'''

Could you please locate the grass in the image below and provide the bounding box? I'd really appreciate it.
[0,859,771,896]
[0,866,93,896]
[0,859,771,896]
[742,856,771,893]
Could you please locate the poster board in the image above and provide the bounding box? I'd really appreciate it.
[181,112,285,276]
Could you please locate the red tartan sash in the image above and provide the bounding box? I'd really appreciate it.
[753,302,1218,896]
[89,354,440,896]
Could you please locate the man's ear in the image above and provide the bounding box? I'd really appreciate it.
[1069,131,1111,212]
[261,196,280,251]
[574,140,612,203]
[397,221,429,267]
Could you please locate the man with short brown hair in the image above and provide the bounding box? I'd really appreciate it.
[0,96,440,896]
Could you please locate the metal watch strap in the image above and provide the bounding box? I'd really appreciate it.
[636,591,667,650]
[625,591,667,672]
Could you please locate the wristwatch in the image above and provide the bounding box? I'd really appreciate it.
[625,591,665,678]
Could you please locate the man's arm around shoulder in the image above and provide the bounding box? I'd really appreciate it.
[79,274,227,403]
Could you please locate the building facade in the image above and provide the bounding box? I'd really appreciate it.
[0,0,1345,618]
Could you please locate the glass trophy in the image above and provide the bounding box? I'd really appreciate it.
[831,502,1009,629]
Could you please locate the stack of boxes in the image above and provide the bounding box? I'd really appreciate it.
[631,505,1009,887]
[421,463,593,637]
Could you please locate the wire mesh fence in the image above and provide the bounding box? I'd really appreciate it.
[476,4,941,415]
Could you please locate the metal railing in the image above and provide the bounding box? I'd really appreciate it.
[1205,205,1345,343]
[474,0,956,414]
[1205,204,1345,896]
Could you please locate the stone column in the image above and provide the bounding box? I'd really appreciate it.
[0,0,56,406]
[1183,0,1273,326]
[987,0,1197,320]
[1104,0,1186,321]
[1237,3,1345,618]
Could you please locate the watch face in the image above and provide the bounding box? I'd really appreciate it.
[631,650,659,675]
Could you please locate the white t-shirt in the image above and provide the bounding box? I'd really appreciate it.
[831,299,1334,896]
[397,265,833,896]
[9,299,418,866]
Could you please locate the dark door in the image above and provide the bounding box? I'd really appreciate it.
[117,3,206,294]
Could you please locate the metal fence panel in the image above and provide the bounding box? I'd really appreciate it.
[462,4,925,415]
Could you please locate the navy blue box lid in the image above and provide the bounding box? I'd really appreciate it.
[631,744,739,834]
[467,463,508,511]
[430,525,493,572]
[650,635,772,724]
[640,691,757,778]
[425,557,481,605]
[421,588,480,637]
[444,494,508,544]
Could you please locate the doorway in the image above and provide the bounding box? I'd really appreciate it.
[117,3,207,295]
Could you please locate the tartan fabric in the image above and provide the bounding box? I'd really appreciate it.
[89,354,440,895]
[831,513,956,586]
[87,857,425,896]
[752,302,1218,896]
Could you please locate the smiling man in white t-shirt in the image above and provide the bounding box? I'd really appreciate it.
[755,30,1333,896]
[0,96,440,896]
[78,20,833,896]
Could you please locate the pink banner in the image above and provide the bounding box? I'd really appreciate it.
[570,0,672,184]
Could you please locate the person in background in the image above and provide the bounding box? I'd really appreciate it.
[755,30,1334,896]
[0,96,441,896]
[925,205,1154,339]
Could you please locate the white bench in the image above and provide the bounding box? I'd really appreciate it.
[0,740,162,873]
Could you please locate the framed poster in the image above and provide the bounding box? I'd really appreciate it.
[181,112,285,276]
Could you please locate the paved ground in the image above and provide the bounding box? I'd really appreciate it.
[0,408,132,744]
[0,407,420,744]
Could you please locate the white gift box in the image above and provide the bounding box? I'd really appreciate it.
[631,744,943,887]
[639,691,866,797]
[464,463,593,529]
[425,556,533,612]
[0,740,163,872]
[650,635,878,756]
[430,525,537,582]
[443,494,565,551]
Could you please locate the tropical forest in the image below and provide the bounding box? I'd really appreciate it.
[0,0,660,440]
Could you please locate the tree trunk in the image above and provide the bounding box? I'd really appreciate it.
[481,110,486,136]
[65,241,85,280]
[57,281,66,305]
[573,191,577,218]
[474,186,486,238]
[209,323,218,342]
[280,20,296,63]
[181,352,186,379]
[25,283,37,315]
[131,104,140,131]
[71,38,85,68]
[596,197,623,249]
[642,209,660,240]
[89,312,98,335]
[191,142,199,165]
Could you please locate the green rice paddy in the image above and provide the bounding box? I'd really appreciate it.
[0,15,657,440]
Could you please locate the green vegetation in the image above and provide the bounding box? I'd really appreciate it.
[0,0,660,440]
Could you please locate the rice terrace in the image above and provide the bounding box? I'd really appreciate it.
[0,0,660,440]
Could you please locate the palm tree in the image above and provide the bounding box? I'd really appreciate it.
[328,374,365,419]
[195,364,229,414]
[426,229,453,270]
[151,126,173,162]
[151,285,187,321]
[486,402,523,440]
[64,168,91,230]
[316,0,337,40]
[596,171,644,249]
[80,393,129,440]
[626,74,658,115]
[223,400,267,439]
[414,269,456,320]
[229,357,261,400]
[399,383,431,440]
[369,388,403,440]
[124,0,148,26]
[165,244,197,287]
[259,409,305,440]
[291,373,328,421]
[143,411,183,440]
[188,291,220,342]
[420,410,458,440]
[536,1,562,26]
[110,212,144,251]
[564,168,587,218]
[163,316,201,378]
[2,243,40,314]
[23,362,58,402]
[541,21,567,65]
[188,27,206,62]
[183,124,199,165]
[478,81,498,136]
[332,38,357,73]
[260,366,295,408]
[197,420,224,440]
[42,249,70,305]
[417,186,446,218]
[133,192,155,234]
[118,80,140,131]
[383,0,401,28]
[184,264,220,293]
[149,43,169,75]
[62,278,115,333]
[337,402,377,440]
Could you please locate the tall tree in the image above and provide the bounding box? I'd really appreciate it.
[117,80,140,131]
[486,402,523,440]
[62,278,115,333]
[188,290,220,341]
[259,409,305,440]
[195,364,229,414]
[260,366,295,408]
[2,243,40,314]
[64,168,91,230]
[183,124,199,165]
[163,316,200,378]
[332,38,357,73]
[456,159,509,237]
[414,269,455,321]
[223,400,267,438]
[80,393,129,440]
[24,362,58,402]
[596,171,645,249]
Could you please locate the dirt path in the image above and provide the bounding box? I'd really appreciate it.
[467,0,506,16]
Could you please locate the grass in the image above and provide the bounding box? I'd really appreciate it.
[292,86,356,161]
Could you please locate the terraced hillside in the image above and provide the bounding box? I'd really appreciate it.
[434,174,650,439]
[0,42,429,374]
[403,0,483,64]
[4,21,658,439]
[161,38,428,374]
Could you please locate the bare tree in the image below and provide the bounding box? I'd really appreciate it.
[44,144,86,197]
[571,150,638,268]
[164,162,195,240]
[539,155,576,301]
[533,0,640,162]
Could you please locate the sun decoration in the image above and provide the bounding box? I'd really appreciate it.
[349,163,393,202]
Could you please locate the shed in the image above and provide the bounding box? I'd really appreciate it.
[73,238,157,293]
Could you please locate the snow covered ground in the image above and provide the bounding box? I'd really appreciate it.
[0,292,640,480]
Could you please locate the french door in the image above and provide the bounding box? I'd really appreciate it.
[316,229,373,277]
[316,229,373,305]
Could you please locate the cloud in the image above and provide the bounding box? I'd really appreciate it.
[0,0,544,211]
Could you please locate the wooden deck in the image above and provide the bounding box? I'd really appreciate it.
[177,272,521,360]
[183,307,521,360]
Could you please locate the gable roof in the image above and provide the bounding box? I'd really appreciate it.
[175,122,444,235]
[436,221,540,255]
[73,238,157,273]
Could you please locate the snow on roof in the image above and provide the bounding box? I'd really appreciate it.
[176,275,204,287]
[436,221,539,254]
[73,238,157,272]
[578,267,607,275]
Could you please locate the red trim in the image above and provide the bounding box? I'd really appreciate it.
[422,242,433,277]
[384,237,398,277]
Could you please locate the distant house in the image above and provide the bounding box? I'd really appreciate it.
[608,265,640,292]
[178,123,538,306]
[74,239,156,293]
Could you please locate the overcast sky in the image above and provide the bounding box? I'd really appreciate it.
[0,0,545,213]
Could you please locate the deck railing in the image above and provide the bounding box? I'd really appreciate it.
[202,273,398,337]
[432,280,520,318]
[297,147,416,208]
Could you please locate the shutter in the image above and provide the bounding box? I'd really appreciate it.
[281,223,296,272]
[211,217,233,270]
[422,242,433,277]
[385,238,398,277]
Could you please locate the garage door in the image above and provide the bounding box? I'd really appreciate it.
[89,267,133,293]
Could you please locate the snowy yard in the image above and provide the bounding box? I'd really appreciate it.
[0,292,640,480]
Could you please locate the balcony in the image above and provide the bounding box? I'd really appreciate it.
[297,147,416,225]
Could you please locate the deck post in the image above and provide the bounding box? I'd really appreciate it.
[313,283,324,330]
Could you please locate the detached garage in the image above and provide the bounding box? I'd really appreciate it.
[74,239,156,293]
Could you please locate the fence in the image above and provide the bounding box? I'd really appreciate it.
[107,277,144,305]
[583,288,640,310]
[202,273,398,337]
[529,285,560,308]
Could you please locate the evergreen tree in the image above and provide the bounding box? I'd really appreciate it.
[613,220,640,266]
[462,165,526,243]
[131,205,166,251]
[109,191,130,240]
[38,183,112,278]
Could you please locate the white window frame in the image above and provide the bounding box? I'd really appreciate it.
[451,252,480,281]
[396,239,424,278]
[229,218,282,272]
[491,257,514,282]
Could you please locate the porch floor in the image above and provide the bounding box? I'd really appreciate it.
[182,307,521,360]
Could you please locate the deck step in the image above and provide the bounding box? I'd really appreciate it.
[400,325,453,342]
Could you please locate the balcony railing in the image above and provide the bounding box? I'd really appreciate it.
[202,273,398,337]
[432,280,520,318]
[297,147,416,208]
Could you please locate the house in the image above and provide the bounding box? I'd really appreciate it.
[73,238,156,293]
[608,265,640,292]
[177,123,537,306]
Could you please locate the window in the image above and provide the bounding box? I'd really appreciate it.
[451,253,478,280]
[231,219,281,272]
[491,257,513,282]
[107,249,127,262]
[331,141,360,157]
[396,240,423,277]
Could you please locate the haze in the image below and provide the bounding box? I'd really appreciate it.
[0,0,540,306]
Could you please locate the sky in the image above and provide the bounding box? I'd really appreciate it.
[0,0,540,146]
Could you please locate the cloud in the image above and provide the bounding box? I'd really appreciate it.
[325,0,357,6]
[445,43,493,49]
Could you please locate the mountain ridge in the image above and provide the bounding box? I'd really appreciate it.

'''

# [What you need to do]
Retype nothing except the lines from the line holding "Could you please locate the balcony railing" through the last line of the entries, both included.

# [Output of the exercise]
Could you please locate the balcony railing in the image above and provide the bounding box? I'd really appreciate it.
[202,273,398,337]
[432,280,520,318]
[297,147,416,208]
Could you please locate the house in the image above and provide the bounding box? I'd really appreciate it.
[73,238,156,293]
[608,265,640,292]
[177,123,537,306]
Could you please locate the window in the image above and provide the bounding box? I'd really appreciate it.
[451,253,478,280]
[231,219,281,272]
[491,257,513,282]
[107,249,127,262]
[331,141,360,157]
[396,240,423,277]
Could you please locate the haze in the image below and provide the bounding box? I'd really appreciate it.
[0,0,540,306]
Could you please locate the sky in the image above and provide the bounding box? I'd really appreciate it.
[0,0,540,146]
Could you please locate the cloud in the image above and provide the bounding box? I'd really appreciate it.
[325,0,357,6]
[445,43,493,49]
Could you please locate the mountain ridge in the image above and provide the bounding box? I'd really appreciate it.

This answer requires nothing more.